Source code in genlm/eval/core/runner.py
async def run_evaluation(
    dataset,
    model,
    evaluator,
    output_dir=None,
    n_replicates=1,
    overwrite_results=False,
    overwrite_outputs=False,
    max_instances=float("inf"),
    verbosity=0,
):
    """Run evaluation on a dataset using the provided model and evaluator.

    Args:
        dataset (Dataset): The dataset to evaluate on.
        model (ModelAdaptor): The model adaptor to use for generation.
        evaluator (Evaluator): The evaluator to use for prompt generation and evaluation.
        output_dir (str, optional): The directory to save the results. Defaults to None, in which case results are not saved.
        n_replicates (int, optional): Number of times to replicate the evaluation. Defaults to 1.
        overwrite_results (bool, optional): Whether to overwrite existing evaluation results. Defaults to False.
        overwrite_outputs (bool, optional): Whether to overwrite existing output. Defaults to False.
        max_instances (int, optional): The maximum number of instances to evaluate. Defaults to float("inf").
        verbosity (int, optional): The verbosity of the evaluation. Defaults to 0, which is silent.

    Returns:
        (Dict[str, Any]): Aggregated evaluation results.
    """
    all_results = []
    all_instance_results = []
    all_instance_outputs = []

    if overwrite_outputs and not overwrite_results:
        raise ValueError(
            "Cannot overwrite outputs without overwriting results. (Hint: set overwrite_results=True)"
        )

    if output_dir is not None and not os.path.exists(output_dir):
        os.makedirs(output_dir)  # pragma: no cover

    n_instances = 0
    for instance in dataset:
        n_instances += 1

        instance_results = []
        instance_outputs = []
        instance_id = instance.instance_id

        for i in range(n_replicates):
            output = None
            result = None
            if output_dir is not None:
                instance_output_path = os.path.join(
                    output_dir, f"{instance_id}-{i}-output.json"
                )
                instance_results_path = os.path.join(
                    output_dir, f"{instance_id}-{i}-results.json"
                )

                # Try loading cached files if not overwriting
                if not overwrite_outputs:
                    output = _load_cached_output(instance_output_path)
                if not overwrite_results:
                    result = _load_cached_results(instance_results_path)
            else:
                instance_output_path = None
                instance_results_path = None

            # Generate new output if needed
            wrote_output = False
            if output is None:
                output = await model(instance, output_dir, replicate=i)
                if instance_output_path is not None:
                    wrote_output = True
                    _save_output(output, instance_output_path)

            # Evaluate if we need new results (no results, overwriting results, or wrote new output)
            if result is None or overwrite_results or wrote_output:
                result = evaluator.evaluate_ensemble(instance, output)
                if instance_results_path is not None:
                    _save_results(result, instance_results_path)
-----
*GIVEN REQUEST 1:* Return the passage of the source listing between "# Generate new" and "result = evaluator.evaluate_ensemble(instance, output)", inclusive, copied word for word.

*RECORD LIST:*
-----
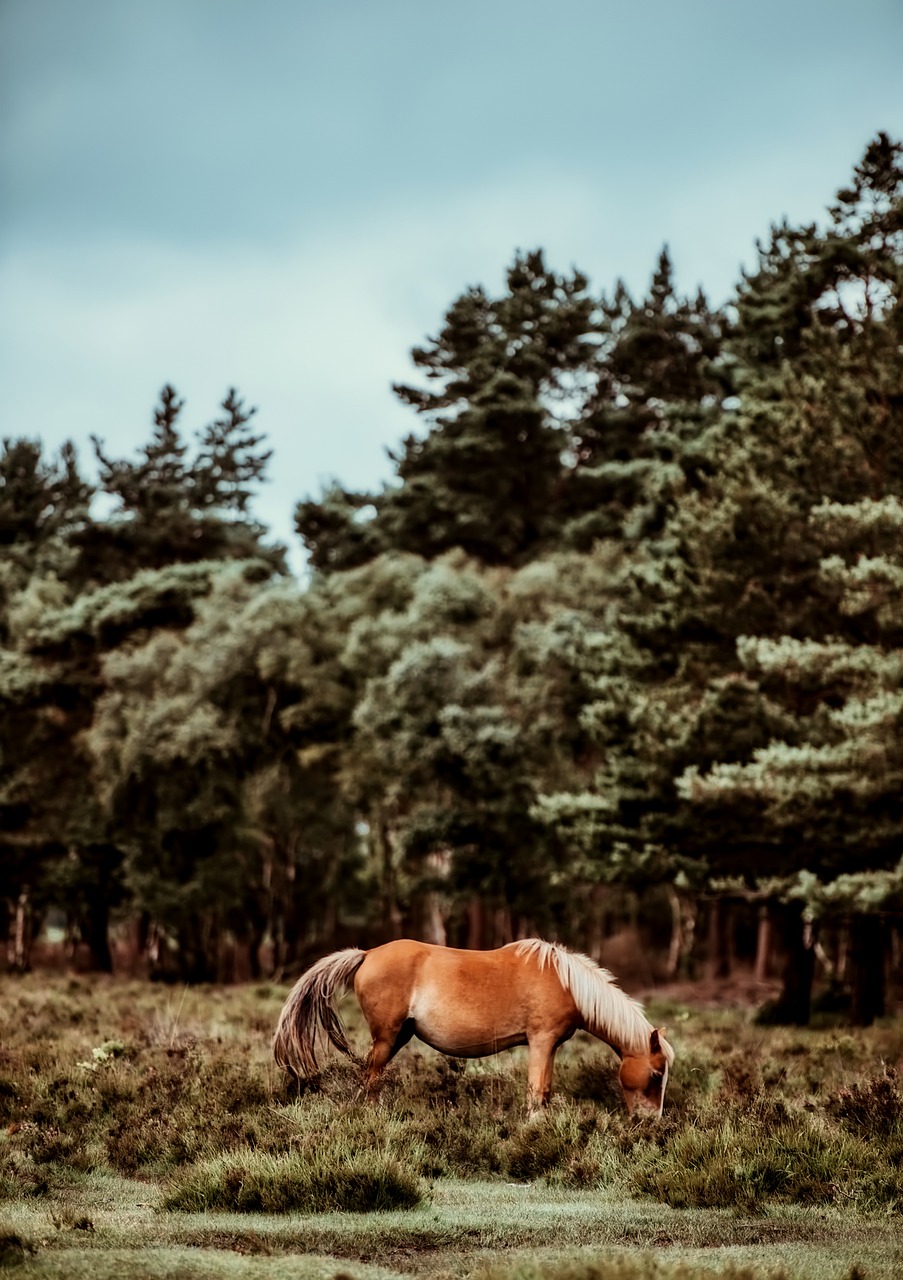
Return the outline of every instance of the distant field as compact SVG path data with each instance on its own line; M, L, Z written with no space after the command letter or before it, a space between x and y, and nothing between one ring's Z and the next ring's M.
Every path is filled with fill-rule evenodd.
M269 1055L284 995L1 977L0 1270L903 1275L902 1019L653 1004L678 1050L661 1123L622 1114L583 1036L529 1121L519 1052L411 1046L377 1105L330 1061L298 1096Z

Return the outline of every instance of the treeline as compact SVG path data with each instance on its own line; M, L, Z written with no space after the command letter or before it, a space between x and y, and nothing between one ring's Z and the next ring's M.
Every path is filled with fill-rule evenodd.
M598 951L671 974L733 918L883 1007L903 906L903 147L775 225L729 305L597 294L541 252L412 352L377 493L250 516L229 392L167 387L137 461L0 456L0 883L13 966L51 909L97 968L283 974L352 931ZM97 509L102 506L104 515ZM739 910L738 910L739 909ZM345 931L345 932L343 932Z

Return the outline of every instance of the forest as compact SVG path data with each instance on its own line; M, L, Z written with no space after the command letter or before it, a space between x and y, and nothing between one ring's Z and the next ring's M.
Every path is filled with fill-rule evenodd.
M739 955L775 1021L817 975L871 1023L903 927L902 344L880 133L724 306L667 250L642 298L539 250L462 292L395 388L391 481L300 495L301 579L238 390L187 440L165 385L92 481L14 424L8 968L50 920L83 966L127 943L184 982L629 928L657 977Z

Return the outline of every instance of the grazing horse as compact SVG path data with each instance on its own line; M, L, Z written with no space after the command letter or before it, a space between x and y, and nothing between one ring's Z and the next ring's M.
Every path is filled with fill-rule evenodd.
M320 1032L354 1057L336 1012L336 1000L352 987L373 1037L369 1092L412 1036L452 1057L526 1044L534 1111L552 1092L558 1046L583 1029L621 1059L628 1111L662 1114L674 1061L665 1028L647 1020L607 969L557 942L526 938L496 951L459 951L401 938L371 951L348 947L324 956L298 978L282 1007L273 1041L279 1066L296 1078L314 1073Z

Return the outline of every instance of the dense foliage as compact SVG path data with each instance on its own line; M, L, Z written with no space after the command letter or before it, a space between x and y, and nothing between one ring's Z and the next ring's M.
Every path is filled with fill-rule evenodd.
M250 516L269 453L234 390L193 452L170 387L138 461L95 440L104 515L72 445L4 440L12 961L51 909L95 964L133 920L187 978L264 941L281 973L348 925L594 950L626 893L675 972L721 895L771 913L789 973L821 923L856 1019L880 1012L902 155L879 134L722 308L666 251L639 301L538 251L468 289L396 388L420 430L393 480L298 502L305 582ZM776 1015L804 1020L790 988Z

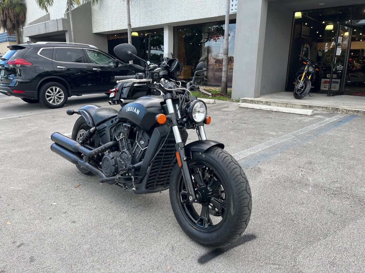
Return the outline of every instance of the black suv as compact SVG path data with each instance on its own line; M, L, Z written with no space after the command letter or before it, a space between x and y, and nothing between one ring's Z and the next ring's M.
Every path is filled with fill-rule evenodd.
M38 42L9 46L0 59L0 92L59 108L68 97L107 93L115 76L143 72L90 45Z

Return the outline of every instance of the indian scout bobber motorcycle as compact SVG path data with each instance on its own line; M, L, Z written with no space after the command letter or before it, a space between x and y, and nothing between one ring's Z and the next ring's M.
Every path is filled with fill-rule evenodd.
M295 87L293 95L294 98L298 99L303 99L309 93L312 84L314 83L316 79L316 71L319 71L320 70L320 67L310 58L300 55L299 57L302 59L304 66L297 74L297 78L295 83Z
M52 134L52 151L75 164L86 175L95 174L101 183L115 185L137 194L169 188L171 206L181 228L192 239L206 246L223 247L237 240L246 229L251 210L250 186L241 166L223 150L222 143L207 139L204 102L192 95L196 76L206 70L203 62L187 88L177 80L182 64L166 58L158 66L136 56L132 46L114 48L125 61L146 64L146 72L115 77L111 104L118 103L133 84L146 84L151 95L123 101L117 111L94 104L69 115L81 115L72 139ZM187 129L195 130L199 140L187 143Z

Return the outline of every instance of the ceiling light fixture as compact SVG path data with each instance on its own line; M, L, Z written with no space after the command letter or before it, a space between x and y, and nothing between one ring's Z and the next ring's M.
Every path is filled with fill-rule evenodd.
M330 24L329 25L327 25L326 26L326 28L324 29L326 30L332 30L333 29L333 25L332 24Z
M295 19L299 19L301 18L301 12L300 11L297 11L294 13L294 18Z

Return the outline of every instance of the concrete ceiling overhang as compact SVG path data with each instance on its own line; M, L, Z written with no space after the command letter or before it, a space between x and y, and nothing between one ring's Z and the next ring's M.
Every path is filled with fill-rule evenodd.
M360 3L359 0L269 0L276 1L287 9L297 11L306 9L324 8L339 6L348 6L359 4L365 4L365 1ZM320 4L324 4L320 5Z

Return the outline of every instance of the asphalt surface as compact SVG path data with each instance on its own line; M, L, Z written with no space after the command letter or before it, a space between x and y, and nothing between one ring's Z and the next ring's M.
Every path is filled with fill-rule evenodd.
M239 159L253 197L243 236L215 249L185 235L168 191L100 185L51 151L51 134L78 117L68 107L107 100L49 110L0 98L1 273L365 272L365 117L209 105L207 135Z

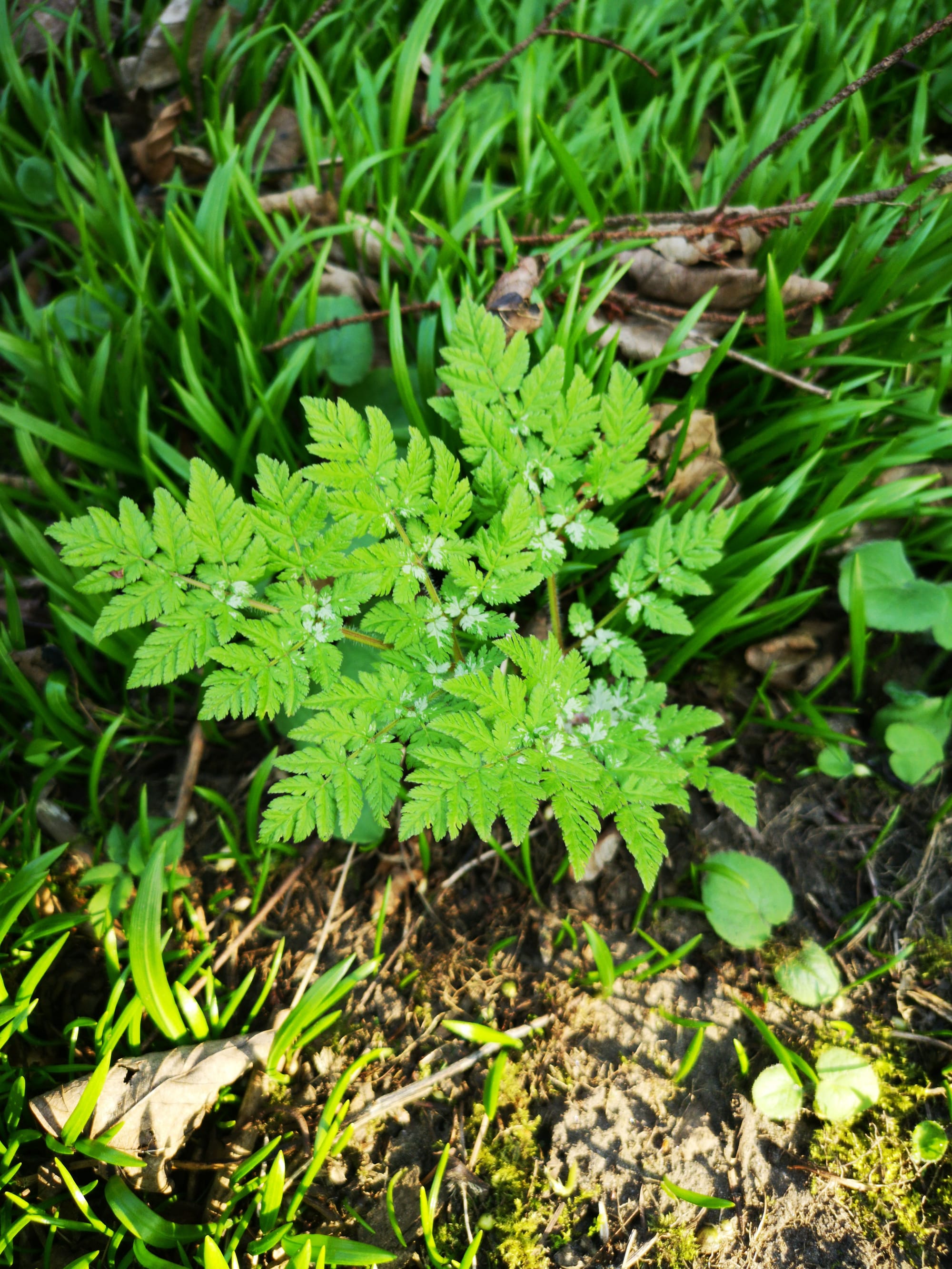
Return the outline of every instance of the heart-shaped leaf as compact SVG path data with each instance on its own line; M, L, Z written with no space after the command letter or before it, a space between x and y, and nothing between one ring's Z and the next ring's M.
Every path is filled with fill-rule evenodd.
M880 1100L880 1081L864 1057L848 1048L828 1048L816 1062L814 1109L821 1119L852 1123Z
M807 1009L828 1004L842 986L836 962L812 939L782 961L773 976L788 996Z
M48 207L56 199L56 171L48 159L30 155L17 169L17 185L27 202Z
M795 1084L779 1062L760 1071L751 1089L754 1107L767 1119L796 1119L803 1105L803 1089Z
M934 1119L923 1119L913 1128L909 1148L916 1164L935 1164L948 1148L948 1133Z
M735 948L760 947L793 911L790 886L763 859L722 850L710 855L703 868L701 897L707 919Z
M892 722L886 728L886 744L892 750L890 766L906 784L918 784L942 761L944 751L938 740L913 722Z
-----
*GIVEN REQUEST 2:* Rewrite the lines of the records between the lines holding "Return the outline of every instance of the treeline" and "M739 955L775 1021L817", inclusive, as a numbered list, omitting blank lines.

*EXERCISE OUTPUT 1:*
# Generate new output if needed
            wrote_output = False
            if output is None:
                output = await model(instance, output_dir, replicate=i)
                if instance_output_path is not None:
                    wrote_output = True
                    _save_output(output, instance_output_path)

            # Evaluate if we need new results (no results, overwriting results, or wrote new output)
            if result is None or overwrite_results or wrote_output:
                result = evaluator.evaluate_ensemble(instance, output)

*EXERCISE OUTPUT 2:*
1. Return the outline of every instance of the treeline as compact SVG path data with each instance on its own line; M, L, Z written with no space after the command letter or before it, a space between x and y, and nothing between one ring's Z and the next ring's M.
2. Every path is filled with fill-rule evenodd.
3. M598 951L671 974L733 918L883 1007L903 906L903 147L775 225L729 305L597 294L541 252L412 352L377 493L250 516L229 392L167 387L137 461L0 456L0 883L13 966L51 909L97 968L283 974L352 931ZM97 509L102 506L104 515ZM739 910L738 910L739 909ZM345 931L345 932L343 932Z
4. Return the outline of every instance of the forest as compact SVG path data with each instance on its own line; M, L, Z written with no space after the command letter or before it, a space between x and y, and nothing between one ring's Z and the next ring's M.
5. Every path is filled with fill-rule evenodd.
6. M739 955L775 1021L817 975L871 1023L903 927L902 344L880 133L724 306L667 250L642 298L539 250L462 292L395 388L391 481L300 495L301 579L238 390L187 440L165 385L92 481L14 424L8 968L50 920L83 966L127 943L184 982L629 928L657 977Z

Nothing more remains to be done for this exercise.